### Goal
Transcribe the court opinion word for word, in full.

### Reading text
────────────────
Filed 6/15/22 P. v. Flores CA5
Opinion following transfer from Supreme Court
NOT TO BE PUBLISHED IN THE OFFICIAL REPORTS
California Rules of Court, rule 8.1115(a), prohibits courts and parties from citing or relying on opinions not certified for publication or ordered published, except as specified by rule 8.1115(b). This opinion has not been certified for publication or ordered published for purposes of rule 8.1115.
IN THE COURT OF APPEAL OF THE STATE OF CALIFORNIA
FIFTH APPELLATE DISTRICT
THE PEOPLE,
Plaintiff and Appellant,
v.
SALVADOR CASTELLANOS FLORES,
Defendant and Respondent.
|
F080730
(Super. Ct. No. F17905937)
OPINION |
THE COURT*
APPEAL from a judgment of the Superior Court of Fresno County. F. Brian Alvarez, Judge.
Lisa A. Smittcamp, District Attorney, Galen Rutiaga, Chief Deputy District Attorney, and Stacey L. Phillips, Deputy District Attorney, for Plaintiff and Appellant.
David W. Beaudreau, under appointment by the Court of Appeal, for Defendant and Respondent.
-ooOoo-
INTRODUCTION
Defendant Salvador Castellanos Flores pled no contest to attempted residential robbery (Pen. Code,[1] §§ 211, 664; count 1), with the allegation that he personally used a firearm in the commission of the offense (§ 12022.53, subd. (b)); attempted residential burglary with the allegation that a nonparticipant was present (§§ 459, 460, subd. (a), 664, 667.5, subd. (c)(21); count 2); and assault with a firearm (§ 245, subd. (a)(2); count 3). At sentencing, the court imposed the upper term of three years on count 1 and stayed sentence on the remaining counts pursuant to section 654. In place of sentencing on the firearm enhancement admitted under section 12022.53, subdivision (b), the court imposed a three-year term for an uncharged firearm enhancement under section 12022.5, subdivision (a), stating it had the discretion to do so.
The People appealed, arguing the court had no authority to substitute one firearm enhancement for another in the circumstances presented here. In our original majority opinion, we agreed with the People and held that section 12022.53, subdivision (h) does not permit a court to impose a lesser firearm enhancement that was not charged or found true by the jury. Accordingly, we reversed.
────────────────
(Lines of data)
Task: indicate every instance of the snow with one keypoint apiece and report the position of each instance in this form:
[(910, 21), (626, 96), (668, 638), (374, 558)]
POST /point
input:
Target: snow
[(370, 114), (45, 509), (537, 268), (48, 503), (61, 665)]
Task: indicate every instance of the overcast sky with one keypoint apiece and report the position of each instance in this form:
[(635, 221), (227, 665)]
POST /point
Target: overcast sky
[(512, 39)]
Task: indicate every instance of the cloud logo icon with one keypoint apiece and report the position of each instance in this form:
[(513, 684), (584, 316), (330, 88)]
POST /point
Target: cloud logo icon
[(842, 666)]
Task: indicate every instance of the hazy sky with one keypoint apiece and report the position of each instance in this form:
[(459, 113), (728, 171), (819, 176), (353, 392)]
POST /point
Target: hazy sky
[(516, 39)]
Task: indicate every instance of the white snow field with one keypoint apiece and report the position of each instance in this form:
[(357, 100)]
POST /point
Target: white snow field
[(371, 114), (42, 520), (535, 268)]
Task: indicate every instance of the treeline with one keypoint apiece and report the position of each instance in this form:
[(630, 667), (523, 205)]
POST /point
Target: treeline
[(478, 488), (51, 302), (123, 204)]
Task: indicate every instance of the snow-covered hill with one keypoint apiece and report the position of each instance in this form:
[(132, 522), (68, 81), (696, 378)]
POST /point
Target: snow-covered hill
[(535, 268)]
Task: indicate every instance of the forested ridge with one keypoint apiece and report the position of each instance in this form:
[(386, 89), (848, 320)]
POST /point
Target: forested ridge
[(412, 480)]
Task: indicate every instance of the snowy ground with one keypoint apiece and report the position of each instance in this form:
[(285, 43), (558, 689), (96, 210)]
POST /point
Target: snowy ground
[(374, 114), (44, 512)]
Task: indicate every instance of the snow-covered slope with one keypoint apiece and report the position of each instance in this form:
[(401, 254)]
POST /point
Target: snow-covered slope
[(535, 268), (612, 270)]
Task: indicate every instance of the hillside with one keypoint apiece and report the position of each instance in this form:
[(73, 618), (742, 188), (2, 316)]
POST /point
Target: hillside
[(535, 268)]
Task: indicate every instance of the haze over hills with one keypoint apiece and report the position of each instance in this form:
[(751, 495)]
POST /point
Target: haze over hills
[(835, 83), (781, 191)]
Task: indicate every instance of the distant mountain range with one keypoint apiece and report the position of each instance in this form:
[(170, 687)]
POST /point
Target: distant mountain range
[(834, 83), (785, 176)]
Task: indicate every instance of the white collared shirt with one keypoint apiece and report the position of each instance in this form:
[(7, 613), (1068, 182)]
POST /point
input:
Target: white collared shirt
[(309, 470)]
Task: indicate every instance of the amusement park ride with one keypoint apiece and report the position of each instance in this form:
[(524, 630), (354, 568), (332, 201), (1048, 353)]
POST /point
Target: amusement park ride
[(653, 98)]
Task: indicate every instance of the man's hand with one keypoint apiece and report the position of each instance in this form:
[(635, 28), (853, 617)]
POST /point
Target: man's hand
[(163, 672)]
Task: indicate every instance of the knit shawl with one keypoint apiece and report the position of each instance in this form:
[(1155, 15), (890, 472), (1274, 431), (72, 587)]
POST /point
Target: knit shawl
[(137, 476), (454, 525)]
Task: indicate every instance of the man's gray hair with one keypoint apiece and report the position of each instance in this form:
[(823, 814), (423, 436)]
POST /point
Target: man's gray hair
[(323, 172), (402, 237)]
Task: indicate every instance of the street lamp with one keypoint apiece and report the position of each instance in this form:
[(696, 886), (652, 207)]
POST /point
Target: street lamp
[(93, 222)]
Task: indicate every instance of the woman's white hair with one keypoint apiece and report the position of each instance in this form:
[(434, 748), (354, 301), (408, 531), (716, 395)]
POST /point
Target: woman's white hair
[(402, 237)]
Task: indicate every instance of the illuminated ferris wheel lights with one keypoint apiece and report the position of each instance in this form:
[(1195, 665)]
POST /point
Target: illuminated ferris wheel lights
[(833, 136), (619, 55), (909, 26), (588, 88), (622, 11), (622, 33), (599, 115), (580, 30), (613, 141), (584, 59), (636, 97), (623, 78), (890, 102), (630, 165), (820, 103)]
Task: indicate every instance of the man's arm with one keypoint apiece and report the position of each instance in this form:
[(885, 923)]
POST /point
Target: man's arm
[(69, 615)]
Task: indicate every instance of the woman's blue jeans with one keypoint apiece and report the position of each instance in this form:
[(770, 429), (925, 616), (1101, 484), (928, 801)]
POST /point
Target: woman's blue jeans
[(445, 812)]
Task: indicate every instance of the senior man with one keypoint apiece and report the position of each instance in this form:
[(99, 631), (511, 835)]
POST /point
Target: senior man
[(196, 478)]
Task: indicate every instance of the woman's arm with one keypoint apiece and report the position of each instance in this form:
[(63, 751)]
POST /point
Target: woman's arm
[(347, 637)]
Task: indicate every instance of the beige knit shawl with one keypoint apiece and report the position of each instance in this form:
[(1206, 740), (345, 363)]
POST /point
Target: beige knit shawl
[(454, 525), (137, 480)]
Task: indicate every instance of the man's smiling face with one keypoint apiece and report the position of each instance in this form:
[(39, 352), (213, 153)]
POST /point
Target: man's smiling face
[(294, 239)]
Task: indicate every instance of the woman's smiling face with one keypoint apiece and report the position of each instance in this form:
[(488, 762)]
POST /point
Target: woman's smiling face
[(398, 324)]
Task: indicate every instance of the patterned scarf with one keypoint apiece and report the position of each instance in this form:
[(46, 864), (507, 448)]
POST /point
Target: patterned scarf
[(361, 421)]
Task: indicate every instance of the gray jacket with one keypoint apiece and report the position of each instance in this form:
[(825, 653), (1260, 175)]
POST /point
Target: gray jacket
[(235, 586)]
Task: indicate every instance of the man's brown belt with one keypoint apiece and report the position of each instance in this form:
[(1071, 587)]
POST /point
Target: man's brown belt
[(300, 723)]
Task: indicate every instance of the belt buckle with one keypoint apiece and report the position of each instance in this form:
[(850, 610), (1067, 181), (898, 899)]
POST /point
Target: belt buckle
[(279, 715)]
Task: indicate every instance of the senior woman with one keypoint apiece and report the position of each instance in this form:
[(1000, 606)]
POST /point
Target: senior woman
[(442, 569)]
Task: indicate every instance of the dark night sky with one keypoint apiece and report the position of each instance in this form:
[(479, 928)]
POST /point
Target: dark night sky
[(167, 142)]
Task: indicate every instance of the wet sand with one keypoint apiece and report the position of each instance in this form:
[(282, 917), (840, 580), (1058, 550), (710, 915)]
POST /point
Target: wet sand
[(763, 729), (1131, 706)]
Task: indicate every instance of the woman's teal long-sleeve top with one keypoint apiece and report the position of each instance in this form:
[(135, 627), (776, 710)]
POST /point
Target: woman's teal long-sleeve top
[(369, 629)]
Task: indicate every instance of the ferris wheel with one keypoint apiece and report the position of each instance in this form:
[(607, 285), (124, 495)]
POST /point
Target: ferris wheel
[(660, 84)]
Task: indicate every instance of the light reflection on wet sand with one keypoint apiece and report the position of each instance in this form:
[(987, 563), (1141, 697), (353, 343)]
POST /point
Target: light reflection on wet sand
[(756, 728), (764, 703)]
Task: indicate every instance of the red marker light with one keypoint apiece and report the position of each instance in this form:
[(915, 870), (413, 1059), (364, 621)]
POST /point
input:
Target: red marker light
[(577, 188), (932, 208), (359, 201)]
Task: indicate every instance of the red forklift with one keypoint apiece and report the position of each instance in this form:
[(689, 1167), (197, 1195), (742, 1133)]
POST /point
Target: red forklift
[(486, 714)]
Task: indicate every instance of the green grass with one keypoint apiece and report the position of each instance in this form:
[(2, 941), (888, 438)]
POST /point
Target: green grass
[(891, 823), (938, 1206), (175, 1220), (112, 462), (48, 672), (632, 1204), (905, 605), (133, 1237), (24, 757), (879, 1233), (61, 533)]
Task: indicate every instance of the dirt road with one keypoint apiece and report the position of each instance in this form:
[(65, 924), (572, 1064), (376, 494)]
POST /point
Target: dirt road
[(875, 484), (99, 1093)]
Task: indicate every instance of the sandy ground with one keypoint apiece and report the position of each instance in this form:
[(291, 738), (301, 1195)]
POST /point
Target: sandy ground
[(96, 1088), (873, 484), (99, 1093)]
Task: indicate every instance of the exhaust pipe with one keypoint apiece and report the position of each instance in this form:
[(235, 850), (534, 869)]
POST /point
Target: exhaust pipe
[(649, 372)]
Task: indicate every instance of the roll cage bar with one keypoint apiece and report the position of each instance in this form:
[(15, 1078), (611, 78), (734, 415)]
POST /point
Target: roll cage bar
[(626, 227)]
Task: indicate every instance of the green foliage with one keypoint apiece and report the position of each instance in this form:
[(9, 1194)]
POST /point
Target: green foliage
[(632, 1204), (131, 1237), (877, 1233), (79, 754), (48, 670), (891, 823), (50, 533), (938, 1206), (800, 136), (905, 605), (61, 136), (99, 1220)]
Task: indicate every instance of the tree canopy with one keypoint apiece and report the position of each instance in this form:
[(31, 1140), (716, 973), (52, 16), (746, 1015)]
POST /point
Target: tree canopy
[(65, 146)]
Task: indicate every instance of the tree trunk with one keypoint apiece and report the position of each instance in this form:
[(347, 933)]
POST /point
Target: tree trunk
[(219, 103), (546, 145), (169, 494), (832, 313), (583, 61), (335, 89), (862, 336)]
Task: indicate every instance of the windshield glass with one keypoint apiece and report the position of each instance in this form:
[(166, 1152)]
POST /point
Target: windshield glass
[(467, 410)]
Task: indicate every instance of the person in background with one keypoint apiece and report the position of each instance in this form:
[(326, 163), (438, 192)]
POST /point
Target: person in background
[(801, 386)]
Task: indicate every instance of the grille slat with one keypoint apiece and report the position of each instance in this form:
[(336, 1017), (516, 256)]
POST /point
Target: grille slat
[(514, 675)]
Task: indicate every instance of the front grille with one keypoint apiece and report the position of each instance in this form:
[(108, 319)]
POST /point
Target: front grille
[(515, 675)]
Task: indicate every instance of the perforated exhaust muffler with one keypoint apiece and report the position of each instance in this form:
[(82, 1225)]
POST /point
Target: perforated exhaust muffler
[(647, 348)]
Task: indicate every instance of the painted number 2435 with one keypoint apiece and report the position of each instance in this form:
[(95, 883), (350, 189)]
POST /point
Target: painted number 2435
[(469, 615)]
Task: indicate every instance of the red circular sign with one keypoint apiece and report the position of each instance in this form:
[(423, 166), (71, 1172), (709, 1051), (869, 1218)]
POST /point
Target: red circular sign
────────────────
### Answer to the exercise
Filed 6/15/22 P. v. Flores CA5
Opinion following transfer from Supreme Court
NOT TO BE PUBLISHED IN THE OFFICIAL REPORTS
California Rules of Court, rule 8.1115(a), prohibits courts and parties from citing or relying on opinions not certified for publication or ordered published, except as specified by rule 8.1115(b). This opinion has not been certified for publication or ordered published for purposes of rule 8.1115.
IN THE COURT OF APPEAL OF THE STATE OF CALIFORNIA
FIFTH APPELLATE DISTRICT
THE PEOPLE,
Plaintiff and Appellant,
v.
SALVADOR CASTELLANOS FLORES,
Defendant and Respondent.
|
F080730
(Super. Ct. No. F17905937)
OPINION |
THE COURT*
APPEAL from a judgment of the Superior Court of Fresno County. F. Brian Alvarez, Judge.
Lisa A. Smittcamp, District Attorney, Galen Rutiaga, Chief Deputy District Attorney, and Stacey L. Phillips, Deputy District Attorney, for Plaintiff and Appellant.
David W. Beaudreau, under appointment by the Court of Appeal, for Defendant and Respondent.
-ooOoo-
INTRODUCTION
Defendant Salvador Castellanos Flores pled no contest to attempted residential robbery (Pen. Code,[1] §§ 211, 664; count 1), with the allegation that he personally used a firearm in the commission of the offense (§ 12022.53, subd. (b)); attempted residential burglary with the allegation that a nonparticipant was present (§§ 459, 460, subd. (a), 664, 667.5, subd. (c)(21); count 2); and assault with a firearm (§ 245, subd. (a)(2); count 3). At sentencing, the court imposed the upper term of three years on count 1 and stayed sentence on the remaining counts pursuant to section 654. In place of sentencing on the firearm enhancement admitted under section 12022.53, subdivision (b), the court imposed a three-year term for an uncharged firearm enhancement under section 12022.5, subdivision (a), stating it had the discretion to do so.
The People appealed, arguing the court had no authority to substitute one firearm enhancement for another in the circumstances presented here. In our original majority opinion, we agreed with the People and held that section 12022.53, subdivision (h) does not permit a court to impose a lesser firearm enhancement that was not charged or found true by the jury. Accordingly, we reversed.